TEKS:
_____

Maka dari itu, boleh jadi, Rusia bisa menjadi strategi yang lebih besar yang tengah dijalankan oleh Jokowi. Lantas, permainan apa yang sebenarnya tengah dimainkan oleh Indonesia? Lalu, mengapa Rusia yang dipilih?
Permainan Cemburu ala Jokowi?
Seperti yang kita ketahui, Rusia kini tengah menjadi sorotan dunia – khususnya di belahan bumi Barat. AS dan sekutu-sekutunya berusaha mengalienasi Rusia dari sistem internasional yang terbangun akibat konflik yang terjadi di Ukraina.
Berbagai sanksi pun dilontarkan oleh AS kepada Rusia. Bahkan, tidak jarang, Presiden AS Joe Biden mengeluarkan pernyataan-pernyataan yang menuding Putin sebagai pihak yang jahat.
Pernyataan-pernyataan seperti ini bukan tidak mungkin didasarkan pada emosi – melihat dari narasi-narasi di media dan publik yang mempersoalkan kekejian Rusia di perang Ukraina. Jelas saja apabila dikotomi antara sisi baik dan sisi jahat turut terbangun.
Mengacu pada tulisan Brent Sasley yang berjudul Emotions in International Relations, emosi merupakan salah satu komponen yang penting dalam politik antar-negara yang didasarkan pada perilaku dan tindakan negara-negara tersebut. Pasalnya, emosi lah yang mendasari perilaku mereka.
Pertemuan Jokowi dengan Putin, misalnya, bisa saja mempengaruhi emosi para pengambil kebijakan di Washington. Apalagi, Putin adalah sosok yang menjadi musuh publik utama bagi belahan bumi Barat.
Bukan tidak mungkin, rencana pertemuan ini merupakan signaling bagi pemerintahan Biden di AS. Sejalan dengan penjelasan Christer Jansson dalam Diplomacy, Communication and Signaling, sikap non-verbal seperti ini pun bisa menjadi pesan bagi negara-negara lain.
Namun, bila benar ini merupakan signaling Jokowi kepada Washington, pesan apa yang sebenarnya ingin disampaikan? Mengapa Jokowi bisa jadi ingin menyulut emosi Biden dan negara-negara Barat lainnya?

_____

DATA YANG DIBERIKAN:
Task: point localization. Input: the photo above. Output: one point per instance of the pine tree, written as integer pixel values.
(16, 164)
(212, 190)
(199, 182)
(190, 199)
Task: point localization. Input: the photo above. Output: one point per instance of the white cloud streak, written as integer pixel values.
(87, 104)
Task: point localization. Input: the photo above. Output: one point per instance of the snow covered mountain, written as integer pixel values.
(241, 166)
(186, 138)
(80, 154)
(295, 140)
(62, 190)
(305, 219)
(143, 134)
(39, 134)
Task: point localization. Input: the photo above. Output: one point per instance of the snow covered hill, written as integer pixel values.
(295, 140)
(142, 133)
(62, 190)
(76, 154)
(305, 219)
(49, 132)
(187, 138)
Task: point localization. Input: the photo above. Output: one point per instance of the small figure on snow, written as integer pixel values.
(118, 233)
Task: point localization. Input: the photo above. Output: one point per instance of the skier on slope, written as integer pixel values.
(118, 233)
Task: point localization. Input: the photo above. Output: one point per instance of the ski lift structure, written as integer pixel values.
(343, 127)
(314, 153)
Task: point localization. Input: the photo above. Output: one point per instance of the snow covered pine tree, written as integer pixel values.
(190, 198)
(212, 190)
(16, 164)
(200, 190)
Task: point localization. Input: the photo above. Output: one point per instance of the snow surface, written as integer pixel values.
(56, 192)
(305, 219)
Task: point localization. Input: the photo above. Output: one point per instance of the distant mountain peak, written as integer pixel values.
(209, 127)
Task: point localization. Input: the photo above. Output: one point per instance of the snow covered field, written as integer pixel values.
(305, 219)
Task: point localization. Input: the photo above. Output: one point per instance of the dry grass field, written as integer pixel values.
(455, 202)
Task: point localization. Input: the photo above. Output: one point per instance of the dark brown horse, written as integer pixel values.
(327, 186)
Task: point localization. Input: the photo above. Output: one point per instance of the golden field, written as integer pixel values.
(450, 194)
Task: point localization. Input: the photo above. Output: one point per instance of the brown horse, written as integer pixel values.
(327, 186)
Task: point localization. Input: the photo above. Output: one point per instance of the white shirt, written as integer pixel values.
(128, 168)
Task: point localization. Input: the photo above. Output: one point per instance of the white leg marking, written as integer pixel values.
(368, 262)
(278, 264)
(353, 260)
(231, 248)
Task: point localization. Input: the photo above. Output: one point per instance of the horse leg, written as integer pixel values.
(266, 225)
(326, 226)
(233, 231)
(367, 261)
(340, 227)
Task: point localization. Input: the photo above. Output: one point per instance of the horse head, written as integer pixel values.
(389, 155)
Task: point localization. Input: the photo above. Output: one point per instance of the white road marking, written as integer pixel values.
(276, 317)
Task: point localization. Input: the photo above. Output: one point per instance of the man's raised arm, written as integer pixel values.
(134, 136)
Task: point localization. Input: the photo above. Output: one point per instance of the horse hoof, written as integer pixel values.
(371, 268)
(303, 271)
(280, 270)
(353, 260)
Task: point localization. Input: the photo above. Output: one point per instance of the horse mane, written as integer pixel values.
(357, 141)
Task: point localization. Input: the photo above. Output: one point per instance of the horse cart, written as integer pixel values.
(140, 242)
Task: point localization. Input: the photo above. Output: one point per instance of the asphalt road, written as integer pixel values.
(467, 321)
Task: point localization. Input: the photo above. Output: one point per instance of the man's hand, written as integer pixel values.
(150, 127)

_____

PERINTAH 1:
Tulis ulang paragraf dalam teks tentang Jokowi dan Rusia yang diawali "Seperti yang kita ketahui" dalam bentuk yang lebih ringkas tanpa menghilangkan fakta utamanya.
PERINTAH 2:
Lanjutkan teks tentang Jokowi dan Rusia mulai dari sesudah kalimat terakhirnya.

JAWABAN LATIHAN 1:
Rusia kini menjadi sorotan dunia, terutama di belahan bumi Barat. Akibat konflik di Ukraina, AS dan sekutu-sekutunya berupaya mengalienasi Rusia dari sistem internasional.

JAWABAN LATIHAN 2:
Seperti yang diketahui, selain menghadapi Rusia, pemerintahan Biden di AS juga harus menghadapi tensi geopolitik dengan raksasa lainnya, yakni Tiongkok. Indonesia pun menjadi salah satu komponen penting dalam strategi Indo-Pasifik AS.
Meski begitu, ada sentimen di antara negara-negara ASEAN – termasuk Indonesia – bahwa AS seperti ingin bertindak sendiri tanpa melibatkan mereka dalam menghalau pengaruh Tiongkok. Kehadiran pakta pertahanan antara AS, Britania (Inggris) Raya, dan Australia (AUKUS), serta Quadrilateral Security Dialogue (Quad) membuat peran Indonesia dan ASEAN seperti dilewatkan (bypassed) begitu saja.
Di sisi lain, ASEAN tidak ingin AS memaksa mereka untuk memilih salah satu pihak. Bagi Indonesia dan negara-negara ASEAN, memilih salah satu pihak sama saja dengan membuat instabilitas kembali ke kawasannya layaknya era Perang Dingin.
Maka dari itu, Jokowi bukan tidak mungkin menyampaikan pesan kepada Washington dan Biden bahwa Indonesia bisa menentukan jalannya sendiri – salah satunya dengan berbicara dengan sosok yang paling mereka benci, yakni Putin. Siapa tahu dengan begitu “kecemburuan” pun muncul – mengingat Indonesia jadi salah satu mitra strategis AS?
Permainan cemburu seperti ini sebenarnya juga pernah dilakukan oleh Presiden Soekarno pada era Perang Dingin – khususnya terkait perebutan Irian Barat (sekarang Papua). Kala itu, Soekarno memberi tahu Washington bahwa dirinya akan dibantu oleh Uni Soviet untuk merebut Irian Barat. Sontak saja, AS langsung meminta Belanda untuk melepaskan Irian Barat.
Boleh jadi, strategi inilah yang tengah dimainkan oleh Jokowi. Harapannya, Biden di Washington bisa mendengarkan lebih baik aspirasi negara-negara ASEAN – sehingga tidak hanya sibuk sendiri membangun keamanan kolektif bersama Jepang, Australia, dan India.
Seperti manusia pada umumnya, negara pun bisa tergerak melalui emosi-emosi seperti rasa cemburu. Bukan tidak mungkin, layaknya sedang pendekatan dan pacaran, rasa cemburu seperti ini bisa membuat doi mendengarkan lebih baik. Bukan begitu? (A43)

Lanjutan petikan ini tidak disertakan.